:: Given text ::

Chronic conditions and readmission to the ER trigger significant costs to the hospital system and Medicare while efforts are underway to save Medicare money by preventing hospital infections and falls. USA Today
reports on the cost of hospital readmission, as part of a collection of articles: "A recent New England Journal of Medicine study reported that on average, almost one in five Medicare beneficiaries who are discharged from a hospital will re-enter it within a month. Some are planned, but the majority are not."
USA Today report looks at readmission at the University of Virginia Medical Center and interviews surgeon Jeff Young, chief quality officer and the director of UVA's trauma center. "At UVA, the 30-day readmission rate is around 5%, which adds up to about 1,300 patients out of 26,000 annual admissions. ... Young says unplanned readmissions often come back through hospital emergency departments, and research suggests such hospital visits drain billions from the health care system annually. But many hospitals are working on turning that statistic around, Young adds. And the issue has garnered attention from the Obama administration, which has proposed health care reform that would include lowering readmissions" (Marcus and Bello, 9/8).
In a second article, USA Today
reports on the cost of chronic conditions: "Nearly half of Americans have a chronic condition, and 75% of the $2.6 trillion spent annually on health care goes to treat patients with long-term health problems, says Kenneth Thorpe, a professor at Atlanta's Emory University and head of the Partnership to Fight Chronic Disease." In addition, ninety-five percent of Medicare spending is linked to a chronic disease, according to the article.
USA Today also looks at the role that the shortage of primary care doctors plays in the problem and how health care reform proposals would address that issue: "A bill in the House of Representatives would improve payment for primary-care doctors who see Medicare and Medicaid patients, raising Medicaid rates even more significantly so that they equal those in Medicare. Other proposals in Congress would establish a pilot program to test more "medical home" models . . . and fund a study on ways to balance the supply of specialists and primary-care providers" (Szabo, 9/8).

:::

**Tasks for this exercise**
(a) According to the health costs summary, what share of Medicare spending is linked to a chronic disease?
(b) Carry on writing the health costs summary, picking up after its final sentence.

:: Provided information ::

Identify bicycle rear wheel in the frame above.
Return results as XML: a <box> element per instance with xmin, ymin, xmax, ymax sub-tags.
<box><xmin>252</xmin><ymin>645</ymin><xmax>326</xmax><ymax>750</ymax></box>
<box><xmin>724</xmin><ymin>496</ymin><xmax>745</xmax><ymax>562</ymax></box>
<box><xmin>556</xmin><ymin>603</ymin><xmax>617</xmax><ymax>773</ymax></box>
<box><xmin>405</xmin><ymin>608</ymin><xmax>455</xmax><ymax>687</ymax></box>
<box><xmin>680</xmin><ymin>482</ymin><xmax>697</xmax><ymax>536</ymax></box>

:::

**Task responses**
(a) Ninety-five percent.

(b)
The Wall Street Journal
reports: "The government won't save much from Medicare's year-old policy of refusing to pay hospitals' extra costs to treat hospital-acquired infections and injuries such as bedsores, a new study concludes. Medicare adopted the policy last year with the goal of saving lives and cutting costs. Each year, about 1.7 million Americans acquire infections while in the hospital, and 99,000 of them die, according to the federal Centers for Disease Control and Prevention. Medicare . . . stopped paying the extra costs of treating 10 hospital injuries and infections beginning Oct. 1, 2008" (Zhang, 9/9). NPR
reports on efforts to prevent falls: "Patient falls are the most common injuries reported in hospitals. Many hospitals are making simple changes. For example, patients aren't given diuretics before bedtime, as a full bladder might tempt patients to make a nighttime bathroom trip by themselves — a classic scenario for a fall. ... All this patient protection isn't just happening out of benevolence. In some states, hospitals now have to publicly report their fall rates. There is also a financial incentive: Medicare will no longer pay for costs related to certain hospital falls. Those falls can add more than $4,000 in excess charges per hospitalization" (Pfeiffer, 9/8).